_Records for the exercise_
========================================
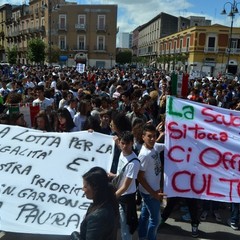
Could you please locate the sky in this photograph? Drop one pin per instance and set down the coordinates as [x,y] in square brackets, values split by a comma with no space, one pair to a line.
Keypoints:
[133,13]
========================================
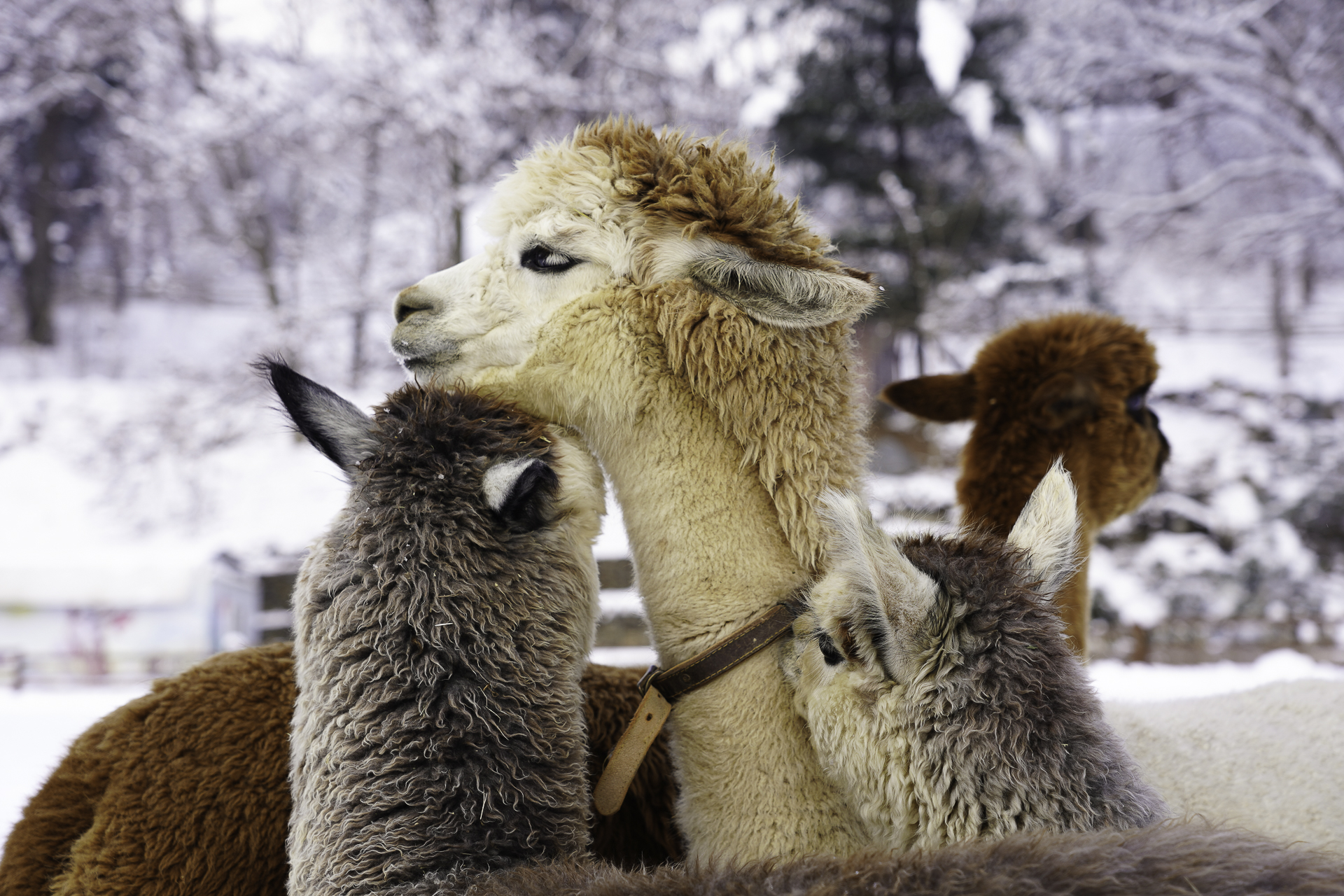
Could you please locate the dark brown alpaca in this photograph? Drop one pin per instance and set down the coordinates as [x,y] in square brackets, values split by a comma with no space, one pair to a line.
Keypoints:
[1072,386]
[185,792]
========================================
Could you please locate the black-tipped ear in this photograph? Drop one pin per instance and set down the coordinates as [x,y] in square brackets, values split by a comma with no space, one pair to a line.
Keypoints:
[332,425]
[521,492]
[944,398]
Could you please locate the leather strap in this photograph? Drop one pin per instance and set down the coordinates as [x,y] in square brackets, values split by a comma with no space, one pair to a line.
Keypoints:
========================================
_To do_
Find each line in the entries above that contains the word "square" and copy it out in full, treating uppercase and lowercase as different.

_Exercise answer_
Could you please locate the sky in this photograph? Drop one pin per instance and set down the coordinates as [x,y] in square brackets, values split by a comma with no space, one pair to a line.
Could you please locate the dark brown alpaca in this photograph? Drop one pin per instance and set down the coordinates as [x,y] in square brackets, values split by a comma with no space, one pair to a line.
Could you please locate the black-tipped ear in this photograph? Drop one pin per instance and set down the coordinates as [x,y] in square brackets, values split by a comma with no space, one pair to a line.
Could you please locate the leather strap in this photograph? Drop one pin per instance and set down the coordinates as [x,y] in square brackets, values split by a comma with no space, one pair to a line.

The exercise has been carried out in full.